■ **Stored records**:
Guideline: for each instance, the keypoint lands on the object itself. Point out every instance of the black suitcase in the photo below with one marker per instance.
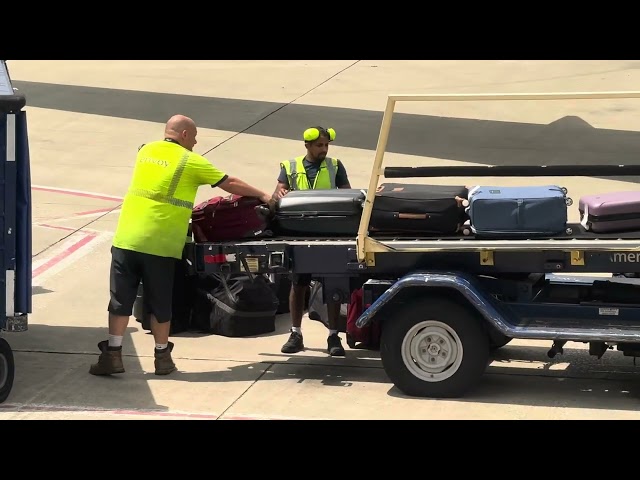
(235, 306)
(335, 212)
(419, 209)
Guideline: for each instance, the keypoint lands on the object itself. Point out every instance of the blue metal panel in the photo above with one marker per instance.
(23, 237)
(3, 255)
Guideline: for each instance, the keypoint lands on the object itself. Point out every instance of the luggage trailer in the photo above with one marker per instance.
(445, 303)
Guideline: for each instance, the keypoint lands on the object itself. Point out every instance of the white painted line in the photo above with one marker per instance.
(84, 215)
(77, 193)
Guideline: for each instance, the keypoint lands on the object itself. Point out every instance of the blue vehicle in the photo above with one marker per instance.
(15, 219)
(443, 303)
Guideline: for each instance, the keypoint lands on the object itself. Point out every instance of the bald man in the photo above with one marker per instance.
(150, 237)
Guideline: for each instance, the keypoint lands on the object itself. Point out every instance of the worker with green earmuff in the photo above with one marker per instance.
(317, 171)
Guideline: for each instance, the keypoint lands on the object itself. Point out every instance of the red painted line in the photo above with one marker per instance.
(57, 227)
(62, 255)
(55, 408)
(76, 193)
(140, 412)
(89, 212)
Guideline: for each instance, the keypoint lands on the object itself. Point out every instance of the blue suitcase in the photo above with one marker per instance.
(518, 212)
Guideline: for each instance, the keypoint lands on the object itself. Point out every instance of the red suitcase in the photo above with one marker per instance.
(610, 212)
(222, 219)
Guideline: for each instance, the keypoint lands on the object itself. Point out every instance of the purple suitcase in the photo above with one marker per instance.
(610, 212)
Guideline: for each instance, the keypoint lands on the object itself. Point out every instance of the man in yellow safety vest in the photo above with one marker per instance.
(151, 233)
(311, 171)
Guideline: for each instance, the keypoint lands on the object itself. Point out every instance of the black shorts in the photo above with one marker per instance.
(301, 280)
(128, 268)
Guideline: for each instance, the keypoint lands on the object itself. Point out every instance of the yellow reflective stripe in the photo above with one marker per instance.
(159, 197)
(168, 198)
(331, 170)
(178, 174)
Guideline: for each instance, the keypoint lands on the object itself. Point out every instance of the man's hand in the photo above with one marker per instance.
(280, 193)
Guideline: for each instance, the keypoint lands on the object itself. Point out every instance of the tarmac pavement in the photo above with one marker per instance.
(86, 121)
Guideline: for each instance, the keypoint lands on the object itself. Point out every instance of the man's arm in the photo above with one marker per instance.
(282, 188)
(342, 179)
(207, 174)
(236, 186)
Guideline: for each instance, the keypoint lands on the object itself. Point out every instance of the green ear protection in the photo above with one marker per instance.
(312, 134)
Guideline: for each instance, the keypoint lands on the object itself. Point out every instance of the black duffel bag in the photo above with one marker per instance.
(239, 305)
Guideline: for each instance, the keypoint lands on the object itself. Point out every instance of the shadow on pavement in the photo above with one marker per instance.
(54, 373)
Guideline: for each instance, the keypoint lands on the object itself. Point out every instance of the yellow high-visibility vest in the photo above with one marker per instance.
(158, 205)
(325, 179)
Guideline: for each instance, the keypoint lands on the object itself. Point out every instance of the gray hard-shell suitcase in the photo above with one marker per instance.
(335, 212)
(610, 212)
(517, 212)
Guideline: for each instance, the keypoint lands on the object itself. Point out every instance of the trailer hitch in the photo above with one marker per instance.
(556, 348)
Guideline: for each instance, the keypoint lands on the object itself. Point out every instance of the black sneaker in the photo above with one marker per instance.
(294, 344)
(334, 346)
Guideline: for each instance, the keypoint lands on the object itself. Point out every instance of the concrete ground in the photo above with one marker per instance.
(86, 120)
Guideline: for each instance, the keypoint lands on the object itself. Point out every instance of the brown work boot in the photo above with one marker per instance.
(110, 360)
(163, 361)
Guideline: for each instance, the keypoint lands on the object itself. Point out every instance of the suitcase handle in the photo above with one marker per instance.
(413, 216)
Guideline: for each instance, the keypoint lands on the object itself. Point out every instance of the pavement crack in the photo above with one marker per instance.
(264, 372)
(281, 107)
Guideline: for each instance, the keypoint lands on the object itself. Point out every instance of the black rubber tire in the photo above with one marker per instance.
(466, 324)
(7, 370)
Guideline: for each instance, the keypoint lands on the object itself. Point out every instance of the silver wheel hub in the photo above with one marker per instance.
(432, 351)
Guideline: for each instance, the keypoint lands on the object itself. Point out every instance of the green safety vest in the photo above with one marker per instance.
(325, 179)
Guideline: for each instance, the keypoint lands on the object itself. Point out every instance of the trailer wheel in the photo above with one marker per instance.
(434, 348)
(7, 370)
(499, 341)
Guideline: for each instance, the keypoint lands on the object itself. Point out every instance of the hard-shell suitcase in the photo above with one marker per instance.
(233, 217)
(335, 212)
(415, 208)
(610, 212)
(517, 212)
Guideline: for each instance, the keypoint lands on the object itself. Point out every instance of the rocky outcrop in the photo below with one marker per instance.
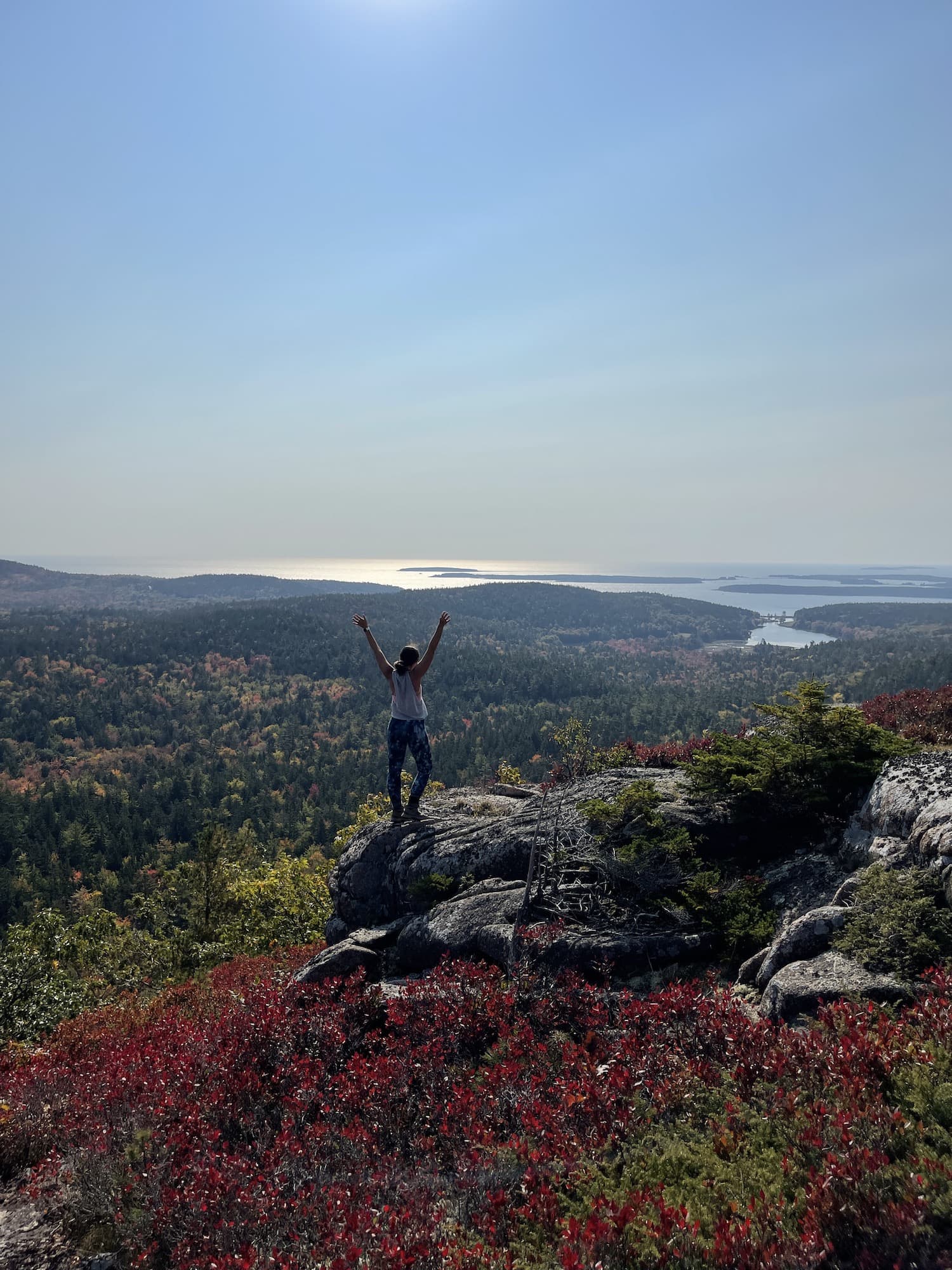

■ **Prompt**: Please copy out, word for word, the part of the records above that opens with the line containing "of the pavement" and continues through the end of the records, leaving out the pictures.

■ **Output below**:
Guideline: for each instance, the keypoint lands on the object itself. Point out every instance of the pavement crack in the photo above with one marker per instance.
(264, 372)
(281, 107)
Guideline: for each instance, the keypoint lands on the object itself. Point out every instance of the black rubber tire in the photo above with one marker per instance.
(466, 324)
(7, 370)
Guideline: for each instance, the keypoint lands on the object itself. Point out every instance of the silver wheel hub in the photo above with one marker per instance.
(432, 351)
Guideline: for each instance, the keypoint lands on the object itself. Point out every instance of the green safety vest in the photo above with one marker per instance.
(325, 179)
Guideline: for each instance, the keypoint lands on the object itself. Point out every instance of the trailer wheel in the photo above with one marker per instance.
(434, 348)
(7, 370)
(499, 341)
Guideline: for each instance, the keypoint lands on the object itself. Point out every instance of the hard-shell suitcase in the photo above with one marker per instance.
(233, 217)
(335, 212)
(415, 208)
(610, 212)
(517, 212)
Guideline: for each instance, the keypoint lands on the object itself. Point out every instance of the rocky outcrop in the photo below with one marker per instance.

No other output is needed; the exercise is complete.